■ WORK TO BE COMPLETED: Rewrite the listing below from the line with "Where can the desert" up to and including the line with "pixel 353 170", keeping every request line, and output only those lines. Multiply each pixel coordinate in the answers by 2.2, rounding to whole numbers with halves rounded up.

============================================================

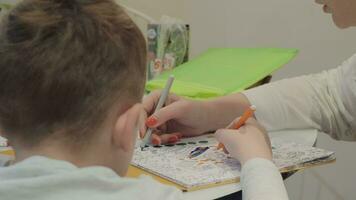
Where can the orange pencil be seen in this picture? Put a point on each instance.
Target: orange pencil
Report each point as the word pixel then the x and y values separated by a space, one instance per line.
pixel 247 114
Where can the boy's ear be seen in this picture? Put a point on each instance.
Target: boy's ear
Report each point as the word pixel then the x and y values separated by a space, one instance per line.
pixel 124 133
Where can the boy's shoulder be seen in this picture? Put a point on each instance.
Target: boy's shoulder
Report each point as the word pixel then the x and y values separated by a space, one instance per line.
pixel 40 177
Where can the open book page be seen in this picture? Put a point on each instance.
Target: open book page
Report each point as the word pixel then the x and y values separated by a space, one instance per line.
pixel 211 166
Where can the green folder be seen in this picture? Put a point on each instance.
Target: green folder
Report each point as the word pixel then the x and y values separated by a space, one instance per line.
pixel 222 71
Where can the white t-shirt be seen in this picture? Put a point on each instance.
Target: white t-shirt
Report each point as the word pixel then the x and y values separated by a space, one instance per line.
pixel 41 178
pixel 324 101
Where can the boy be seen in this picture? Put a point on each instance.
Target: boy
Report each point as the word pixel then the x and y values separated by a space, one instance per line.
pixel 73 75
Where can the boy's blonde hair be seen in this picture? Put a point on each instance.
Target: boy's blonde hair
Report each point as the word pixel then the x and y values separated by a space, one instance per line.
pixel 64 64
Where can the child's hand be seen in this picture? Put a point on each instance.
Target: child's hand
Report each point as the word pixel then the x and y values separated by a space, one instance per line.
pixel 248 142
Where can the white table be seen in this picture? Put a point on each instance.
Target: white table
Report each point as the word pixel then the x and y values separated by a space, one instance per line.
pixel 307 137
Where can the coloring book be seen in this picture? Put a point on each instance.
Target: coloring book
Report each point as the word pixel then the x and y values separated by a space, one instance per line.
pixel 195 163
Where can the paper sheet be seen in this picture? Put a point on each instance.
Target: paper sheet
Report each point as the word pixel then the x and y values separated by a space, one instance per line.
pixel 214 166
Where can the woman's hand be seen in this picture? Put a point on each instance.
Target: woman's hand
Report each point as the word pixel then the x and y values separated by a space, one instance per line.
pixel 186 118
pixel 179 118
pixel 248 142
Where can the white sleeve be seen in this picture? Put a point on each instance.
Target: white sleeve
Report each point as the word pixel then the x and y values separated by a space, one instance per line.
pixel 261 180
pixel 325 101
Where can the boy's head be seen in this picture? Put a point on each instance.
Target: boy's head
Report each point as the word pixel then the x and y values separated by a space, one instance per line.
pixel 71 72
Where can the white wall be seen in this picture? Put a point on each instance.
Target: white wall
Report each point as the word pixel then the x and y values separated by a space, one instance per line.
pixel 276 23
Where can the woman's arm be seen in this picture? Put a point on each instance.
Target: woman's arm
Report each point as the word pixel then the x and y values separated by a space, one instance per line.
pixel 325 101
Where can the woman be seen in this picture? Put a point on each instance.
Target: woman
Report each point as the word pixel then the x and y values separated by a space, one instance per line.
pixel 325 101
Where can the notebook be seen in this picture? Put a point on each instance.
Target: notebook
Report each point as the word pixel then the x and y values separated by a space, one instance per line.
pixel 213 167
pixel 221 71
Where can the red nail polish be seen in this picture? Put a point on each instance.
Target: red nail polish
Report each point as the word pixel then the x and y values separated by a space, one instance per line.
pixel 155 141
pixel 173 139
pixel 151 121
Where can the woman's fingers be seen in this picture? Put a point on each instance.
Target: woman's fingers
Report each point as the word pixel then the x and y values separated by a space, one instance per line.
pixel 166 138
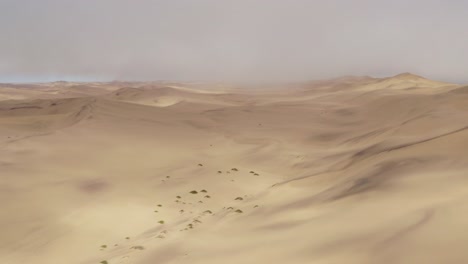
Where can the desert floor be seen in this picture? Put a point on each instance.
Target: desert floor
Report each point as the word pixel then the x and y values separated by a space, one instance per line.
pixel 353 170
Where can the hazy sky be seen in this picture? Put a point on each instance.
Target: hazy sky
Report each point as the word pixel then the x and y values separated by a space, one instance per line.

============================================================

■ RESPONSE FOR THIS EXERCISE:
Where can the desert floor be seen in this picture? Put a point on each instance.
Target: desert floor
Report each point as the word pixel then the x and y values separated by a space, one instance per line.
pixel 777 374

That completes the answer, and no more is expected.